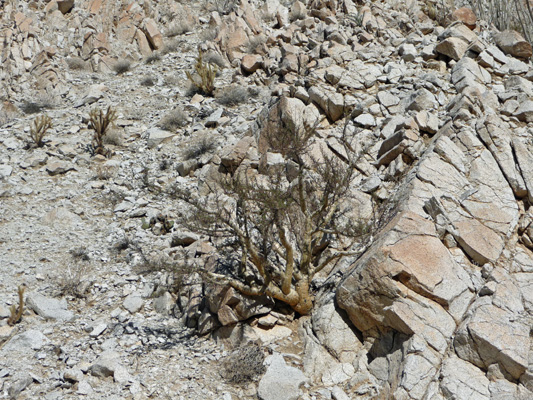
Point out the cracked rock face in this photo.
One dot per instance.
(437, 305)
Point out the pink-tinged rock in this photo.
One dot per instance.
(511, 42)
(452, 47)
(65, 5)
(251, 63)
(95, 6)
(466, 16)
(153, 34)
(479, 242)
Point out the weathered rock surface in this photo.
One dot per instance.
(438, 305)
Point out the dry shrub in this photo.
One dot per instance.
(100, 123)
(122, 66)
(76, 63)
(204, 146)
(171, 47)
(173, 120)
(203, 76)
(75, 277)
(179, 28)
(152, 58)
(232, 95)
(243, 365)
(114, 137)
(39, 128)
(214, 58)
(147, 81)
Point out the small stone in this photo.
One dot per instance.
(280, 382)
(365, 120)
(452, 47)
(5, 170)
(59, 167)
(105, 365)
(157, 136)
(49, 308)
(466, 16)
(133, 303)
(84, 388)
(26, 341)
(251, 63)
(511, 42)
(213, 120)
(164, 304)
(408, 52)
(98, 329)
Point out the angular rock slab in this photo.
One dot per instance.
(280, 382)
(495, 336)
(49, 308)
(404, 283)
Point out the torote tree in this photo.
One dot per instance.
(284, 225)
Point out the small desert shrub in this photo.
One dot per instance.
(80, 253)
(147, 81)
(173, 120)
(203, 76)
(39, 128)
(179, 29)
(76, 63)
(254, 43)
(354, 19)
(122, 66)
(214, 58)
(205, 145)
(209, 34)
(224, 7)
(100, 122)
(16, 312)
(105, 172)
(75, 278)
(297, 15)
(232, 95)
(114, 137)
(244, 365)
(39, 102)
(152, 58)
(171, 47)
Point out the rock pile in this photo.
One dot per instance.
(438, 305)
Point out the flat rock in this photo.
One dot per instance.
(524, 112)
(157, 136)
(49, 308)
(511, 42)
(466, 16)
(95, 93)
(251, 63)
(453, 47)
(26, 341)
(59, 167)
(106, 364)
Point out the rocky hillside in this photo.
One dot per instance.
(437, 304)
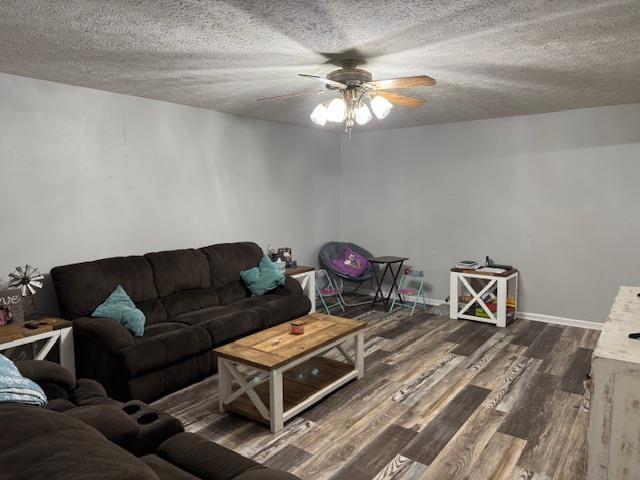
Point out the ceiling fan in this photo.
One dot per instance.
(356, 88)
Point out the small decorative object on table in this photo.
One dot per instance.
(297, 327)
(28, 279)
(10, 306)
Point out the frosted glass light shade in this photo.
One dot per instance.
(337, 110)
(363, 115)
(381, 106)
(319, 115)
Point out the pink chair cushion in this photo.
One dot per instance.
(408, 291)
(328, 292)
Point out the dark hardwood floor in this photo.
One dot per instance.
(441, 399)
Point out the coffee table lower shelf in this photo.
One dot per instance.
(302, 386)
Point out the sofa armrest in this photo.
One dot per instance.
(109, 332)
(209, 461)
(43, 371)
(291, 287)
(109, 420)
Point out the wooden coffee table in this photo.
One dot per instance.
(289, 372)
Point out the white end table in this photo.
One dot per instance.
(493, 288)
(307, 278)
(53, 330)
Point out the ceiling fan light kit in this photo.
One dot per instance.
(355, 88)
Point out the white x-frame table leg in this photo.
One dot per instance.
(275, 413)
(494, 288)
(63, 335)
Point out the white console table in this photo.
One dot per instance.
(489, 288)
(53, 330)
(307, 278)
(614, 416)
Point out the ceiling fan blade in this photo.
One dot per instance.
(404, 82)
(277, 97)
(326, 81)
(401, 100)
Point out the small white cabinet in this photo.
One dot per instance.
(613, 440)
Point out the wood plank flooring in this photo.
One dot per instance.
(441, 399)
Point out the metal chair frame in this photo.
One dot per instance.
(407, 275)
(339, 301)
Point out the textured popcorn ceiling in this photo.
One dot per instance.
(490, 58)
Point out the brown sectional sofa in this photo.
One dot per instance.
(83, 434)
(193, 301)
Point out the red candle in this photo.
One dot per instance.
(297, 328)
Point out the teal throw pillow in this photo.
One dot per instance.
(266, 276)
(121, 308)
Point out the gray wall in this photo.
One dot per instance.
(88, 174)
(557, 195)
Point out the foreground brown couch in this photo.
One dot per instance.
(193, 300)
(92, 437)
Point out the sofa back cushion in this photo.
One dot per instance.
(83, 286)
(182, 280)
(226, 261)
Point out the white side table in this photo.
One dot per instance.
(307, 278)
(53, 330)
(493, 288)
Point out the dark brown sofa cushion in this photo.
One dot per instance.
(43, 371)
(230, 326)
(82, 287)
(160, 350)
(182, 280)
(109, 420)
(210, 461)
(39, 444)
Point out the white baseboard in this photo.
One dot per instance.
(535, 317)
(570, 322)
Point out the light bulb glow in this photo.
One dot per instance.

.....

— PROBLEM TO WORK ON —
Please repeat the records above exactly, leaving every picture out.

— TASK OUTPUT —
Point out the cracked rock face in this photo.
One dot per instance.
(437, 305)
Point out the pink-tinged rock in this photo.
One dot per instance.
(511, 42)
(452, 47)
(65, 5)
(251, 63)
(95, 6)
(466, 16)
(153, 34)
(479, 242)
Point out the weathered rock surface in this photo.
One dot per instance.
(438, 305)
Point out the dry shrub in this photo.
One dot per instance.
(100, 123)
(122, 66)
(76, 63)
(204, 146)
(171, 47)
(173, 120)
(203, 76)
(75, 277)
(179, 28)
(152, 58)
(232, 95)
(243, 365)
(114, 137)
(39, 128)
(214, 58)
(147, 81)
Point out the small stone in this photo.
One dot per instance.
(280, 382)
(365, 120)
(452, 47)
(5, 170)
(59, 167)
(105, 365)
(157, 136)
(49, 308)
(466, 16)
(133, 303)
(84, 388)
(26, 341)
(251, 63)
(511, 42)
(213, 120)
(164, 304)
(408, 52)
(98, 329)
Point out the angular rock slab in this photo.
One dot per instance.
(280, 382)
(495, 336)
(49, 308)
(404, 283)
Point out the torote tree in this photo.
One dot per instance.
(284, 225)
Point out the small desert shrub in this photo.
One dot per instance.
(80, 253)
(147, 81)
(173, 120)
(203, 76)
(39, 128)
(179, 29)
(76, 63)
(254, 43)
(354, 19)
(122, 66)
(214, 58)
(205, 145)
(209, 34)
(224, 7)
(100, 122)
(16, 312)
(105, 172)
(75, 278)
(297, 15)
(232, 95)
(114, 137)
(244, 365)
(39, 102)
(152, 58)
(171, 47)
Point out the rock pile in this photo.
One dot per instance.
(438, 305)
Point out the flat rock in this photo.
One dot per instance.
(524, 112)
(157, 136)
(49, 308)
(511, 42)
(466, 16)
(95, 93)
(251, 63)
(453, 47)
(26, 341)
(59, 167)
(106, 364)
Point out the rocky hillside in this photo.
One dot per instance.
(437, 304)
Point out the ceiling fan in this photo.
One dot per instance.
(356, 88)
Point out the small decorative object on table in this photo.
One dot per instance.
(297, 327)
(28, 279)
(10, 306)
Point out the frosted glass light shade in this photo.
One dot per instance.
(337, 110)
(363, 115)
(381, 106)
(319, 115)
Point out the pink chair cushion in this photo.
One dot per instance.
(408, 291)
(328, 292)
Point out the dark hardwood floor in this photo.
One dot per instance.
(441, 399)
Point out the coffee table lower shelf in this photo.
One dot per instance.
(302, 386)
Point out the sofa armrest in this photo.
One dot per instance.
(109, 332)
(209, 461)
(43, 371)
(291, 287)
(109, 420)
Point out the wooden coffee table in this photo.
One dot per instance.
(289, 372)
Point out the white end table in this photo.
One dot per instance.
(493, 288)
(307, 278)
(53, 330)
Point out the ceiling fan light kit in this photo.
One dot per instance.
(355, 88)
Point out the white x-frame table leg in this photo.
One dot per instance.
(275, 413)
(494, 288)
(63, 335)
Point out the white console table in this photo.
One dot per instance.
(489, 288)
(53, 330)
(307, 278)
(614, 416)
Point out the ceiling fan blade in this photo.
One dot per instance.
(404, 82)
(277, 97)
(326, 81)
(401, 100)
Point out the small white cabinet in this photo.
One dot per instance.
(613, 440)
Point out the wood plank flooring in this photo.
One dot per instance.
(441, 399)
Point out the metal chair frame in this photo.
One dot per instance.
(407, 275)
(339, 301)
Point out the textured popcorn ceiling in this photo.
One dot per instance.
(490, 58)
Point out the brown sectional sofa in this photo.
One dot per instance.
(83, 434)
(193, 301)
Point out the red candle in this photo.
One dot per instance.
(297, 328)
Point out the teal throw pillow in this photo.
One dot per instance.
(266, 276)
(121, 308)
Point out the gray wall in this photo.
One dot per instance.
(88, 174)
(557, 195)
Point out the foreground brown couch in this photo.
One dot per instance.
(193, 300)
(92, 437)
Point out the sofa back cushion in this photo.
One dot per instance.
(83, 286)
(182, 280)
(226, 261)
Point out the white side table in this photo.
One dot per instance.
(307, 278)
(53, 330)
(493, 288)
Point out the dark brown sofa cushion in this photo.
One dot per instance.
(43, 371)
(230, 326)
(82, 287)
(160, 350)
(182, 280)
(109, 420)
(210, 461)
(39, 444)
Point out the white baseboard in this photo.
One dot per instance.
(535, 317)
(570, 322)
Point out the light bulb glow in this photo.
One dot per instance.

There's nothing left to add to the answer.